▸ **PERINTAH A**: Tuliskan kembali baris-baris catatan di bawah ini tanpa perubahan sedikit pun, dari awal catatan sampai baris yang memuat "85 80 L 100", kedua ujungnya ikut disalin. Jangan sertakan gambar dalam jawaban.

▸ **KUTIPAN UNTUK DIBACA**:
Penjajahan Sabun, Beras dan Mie Instan atas Sagu

Kritik sosial terhadap produk sehari-hari seperti sabun, beras, dan mie instan yang menggerus kehidupan lokal Papua.

Di Papua, sabun tak datang bersama pencerahan. Ia datang bersama program kebersihan. Ia dibungkus sebagai bantuan. Ditemani brosur. Diserahkan dengan senyum. Dan dipromosikan lewat spanduk berbunyi: “Hidup sehat, bersih, dan harum.”

Begitulah sabun—sebotol cairan wangi yang kelihatan suci, padahal pelan-pelan menggantikan daun, lumpur, dan ramuan lokal yang selama puluhan generasi menjaga tubuh dan sungai-sungai tetap selaras.

Ivan Illich menyebut ini bentuk penjajahan simbolik. Di mana sesuatu yang tampak sebagai “kemajuan” sebenarnya mengikis daya hidup masyarakat. Bukan karena jahat, tapi karena dibungkus niat baik. “Untuk bantu mereka jadi lebih bersih,” katanya. Tapi siapa yang menentukan bersih itu seperti apa?

“The worst of all possible deceptions is to forget that you are the uninvited guest in someone else’s home.”
– Ivan Illich

Standar Wangi dari Jakarta

Bersih hari ini punya aroma tertentu. Ada standar sabun, standar shampoo, standar wangi pakaian, bahkan standar "wangi anak sehat". Jika kamu tidak sesuai, maka kamu dianggap belum maju.

▸ **PERINTAH B**: Menurut kutipan tentang sabun di Papua, apa bunyi spanduk yang dipakai untuk mempromosikan sabun?

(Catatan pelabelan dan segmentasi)
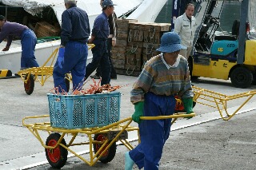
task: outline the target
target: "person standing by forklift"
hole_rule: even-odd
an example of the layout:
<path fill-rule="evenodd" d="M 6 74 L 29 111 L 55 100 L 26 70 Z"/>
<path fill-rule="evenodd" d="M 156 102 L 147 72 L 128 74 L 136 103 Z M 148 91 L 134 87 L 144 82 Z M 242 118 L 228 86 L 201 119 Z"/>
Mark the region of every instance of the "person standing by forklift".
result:
<path fill-rule="evenodd" d="M 91 38 L 89 43 L 93 43 L 95 47 L 91 49 L 93 60 L 86 66 L 85 80 L 100 65 L 102 73 L 101 85 L 110 83 L 110 63 L 107 49 L 107 40 L 110 35 L 108 17 L 114 13 L 114 4 L 111 0 L 104 0 L 102 3 L 102 13 L 99 14 L 94 23 Z"/>
<path fill-rule="evenodd" d="M 138 123 L 141 143 L 126 152 L 126 170 L 135 163 L 139 169 L 158 170 L 171 120 L 141 121 L 140 117 L 169 116 L 174 113 L 178 94 L 186 113 L 193 113 L 193 92 L 188 63 L 179 52 L 185 46 L 177 33 L 165 33 L 161 38 L 162 52 L 149 60 L 134 84 L 130 101 L 135 112 L 132 119 Z"/>
<path fill-rule="evenodd" d="M 188 59 L 193 49 L 193 41 L 196 30 L 196 19 L 193 16 L 194 6 L 188 3 L 185 8 L 185 13 L 176 18 L 174 22 L 174 32 L 178 33 L 182 39 L 182 45 L 186 49 L 181 49 L 179 54 Z"/>
<path fill-rule="evenodd" d="M 100 5 L 102 7 L 102 2 L 104 0 L 100 0 Z M 112 59 L 111 59 L 111 49 L 112 46 L 115 46 L 116 45 L 116 37 L 117 37 L 117 24 L 116 24 L 116 19 L 117 19 L 117 15 L 114 12 L 112 14 L 110 14 L 109 16 L 109 26 L 110 26 L 110 35 L 107 39 L 107 51 L 109 53 L 109 59 L 110 62 L 110 67 L 111 67 L 111 71 L 110 71 L 110 79 L 117 79 L 117 73 L 114 68 L 114 65 L 112 64 Z M 102 77 L 102 70 L 101 70 L 101 65 L 98 65 L 97 69 L 96 69 L 96 73 L 93 76 L 90 76 L 90 77 L 94 78 L 94 79 L 99 79 L 100 77 Z"/>
<path fill-rule="evenodd" d="M 88 57 L 87 42 L 90 32 L 86 11 L 77 7 L 75 0 L 64 0 L 66 10 L 62 15 L 61 46 L 54 67 L 54 87 L 67 92 L 65 75 L 71 72 L 73 90 L 81 89 Z"/>
<path fill-rule="evenodd" d="M 0 15 L 0 43 L 7 38 L 7 44 L 2 51 L 8 51 L 14 37 L 21 38 L 22 43 L 22 57 L 21 69 L 25 69 L 31 67 L 38 67 L 34 57 L 34 48 L 37 44 L 37 37 L 34 31 L 27 26 L 16 22 L 10 22 L 6 20 L 6 18 Z"/>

▸ **JAWABAN BENAR A**:
task: outline the target
target: "person standing by forklift"
hole_rule: even-odd
an example of the layout:
<path fill-rule="evenodd" d="M 6 74 L 29 111 L 55 100 L 26 70 Z"/>
<path fill-rule="evenodd" d="M 156 102 L 147 72 L 128 74 L 136 103 Z M 148 91 L 134 87 L 144 82 Z M 242 118 L 228 86 L 201 119 Z"/>
Mark the region of every instance of the "person standing by forklift".
result:
<path fill-rule="evenodd" d="M 91 38 L 89 43 L 93 43 L 95 47 L 91 49 L 93 60 L 86 66 L 85 80 L 100 65 L 102 73 L 101 85 L 110 83 L 110 63 L 107 49 L 107 40 L 110 35 L 108 17 L 114 13 L 114 4 L 111 0 L 104 0 L 102 3 L 102 13 L 99 14 L 94 23 Z"/>

▸ **JAWABAN BENAR B**: Spanduk itu berbunyi: “Hidup sehat, bersih, dan harum.”